*Given records*
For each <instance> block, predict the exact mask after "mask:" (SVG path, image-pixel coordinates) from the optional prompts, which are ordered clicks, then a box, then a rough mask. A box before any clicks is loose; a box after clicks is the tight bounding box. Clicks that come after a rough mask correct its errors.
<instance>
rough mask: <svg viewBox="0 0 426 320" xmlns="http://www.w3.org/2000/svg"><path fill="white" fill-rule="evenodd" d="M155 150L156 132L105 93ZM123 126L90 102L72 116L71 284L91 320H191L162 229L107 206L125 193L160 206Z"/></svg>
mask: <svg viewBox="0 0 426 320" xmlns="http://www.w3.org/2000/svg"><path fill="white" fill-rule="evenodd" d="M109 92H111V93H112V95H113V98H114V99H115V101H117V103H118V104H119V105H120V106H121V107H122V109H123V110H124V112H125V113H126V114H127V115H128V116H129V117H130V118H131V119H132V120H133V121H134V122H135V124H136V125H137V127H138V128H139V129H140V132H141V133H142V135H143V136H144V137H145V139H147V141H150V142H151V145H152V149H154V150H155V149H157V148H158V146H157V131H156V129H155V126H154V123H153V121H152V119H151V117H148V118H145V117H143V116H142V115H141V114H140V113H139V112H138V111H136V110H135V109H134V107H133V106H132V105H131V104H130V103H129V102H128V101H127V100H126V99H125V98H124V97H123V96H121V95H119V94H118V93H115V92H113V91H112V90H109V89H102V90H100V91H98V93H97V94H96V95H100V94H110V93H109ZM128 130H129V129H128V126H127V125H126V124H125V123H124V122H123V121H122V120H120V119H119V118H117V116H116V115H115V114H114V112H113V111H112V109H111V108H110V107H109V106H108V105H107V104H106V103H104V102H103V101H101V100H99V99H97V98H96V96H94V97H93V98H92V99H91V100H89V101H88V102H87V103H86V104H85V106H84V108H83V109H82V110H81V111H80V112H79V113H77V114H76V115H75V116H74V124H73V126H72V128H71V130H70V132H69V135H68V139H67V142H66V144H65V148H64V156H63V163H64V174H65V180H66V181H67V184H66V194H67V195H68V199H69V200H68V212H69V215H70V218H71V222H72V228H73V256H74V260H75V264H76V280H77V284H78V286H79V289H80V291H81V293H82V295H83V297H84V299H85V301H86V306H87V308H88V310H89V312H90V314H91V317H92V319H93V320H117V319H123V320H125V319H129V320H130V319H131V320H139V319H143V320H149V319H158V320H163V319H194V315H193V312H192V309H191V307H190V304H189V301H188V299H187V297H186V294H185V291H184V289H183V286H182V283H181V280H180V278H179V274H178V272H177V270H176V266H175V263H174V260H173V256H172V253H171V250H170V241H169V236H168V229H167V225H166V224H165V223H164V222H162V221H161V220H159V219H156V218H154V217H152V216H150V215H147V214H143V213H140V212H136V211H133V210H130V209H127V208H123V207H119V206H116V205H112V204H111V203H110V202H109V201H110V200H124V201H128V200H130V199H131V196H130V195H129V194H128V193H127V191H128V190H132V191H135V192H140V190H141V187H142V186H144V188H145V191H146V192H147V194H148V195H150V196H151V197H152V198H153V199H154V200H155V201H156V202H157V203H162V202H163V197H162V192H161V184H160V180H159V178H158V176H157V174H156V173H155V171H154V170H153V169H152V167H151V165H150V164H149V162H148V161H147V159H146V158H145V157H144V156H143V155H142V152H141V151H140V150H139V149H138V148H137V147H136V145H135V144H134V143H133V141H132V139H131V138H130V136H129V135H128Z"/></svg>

==

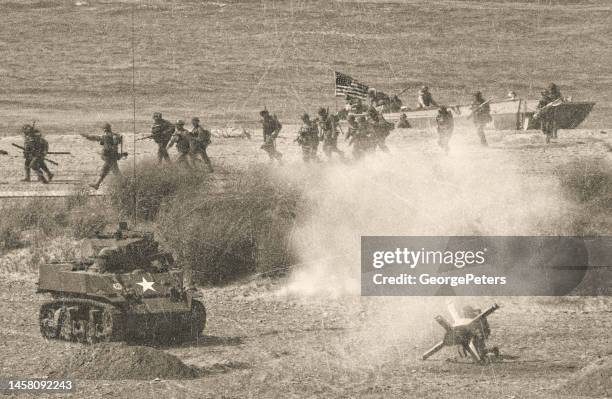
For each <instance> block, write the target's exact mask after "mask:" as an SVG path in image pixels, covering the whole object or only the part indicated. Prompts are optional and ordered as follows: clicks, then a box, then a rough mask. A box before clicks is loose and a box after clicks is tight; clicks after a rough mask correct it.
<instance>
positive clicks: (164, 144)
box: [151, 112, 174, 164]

*Work task*
Copy out only the lines of the items starting with the line with "For each <instance> block, write" and going on through the line with "box: [151, 112, 174, 164]", renaming "positive clicks" to "foreground clicks". Leave everything else in those lines unchanged.

*Answer for this exercise*
For each <instance> block, write the target's exact mask after "mask:" as an SVG path in image pixels, covering the whole object or only the part indicated. Prompts are optional and ordered as follows: clicks, then a box, then a rough mask. A box before clicks is loose and a box after clicks is tight; clicks after a rough mask correct it.
<instance>
foreground clicks: (164, 144)
box: [151, 112, 174, 164]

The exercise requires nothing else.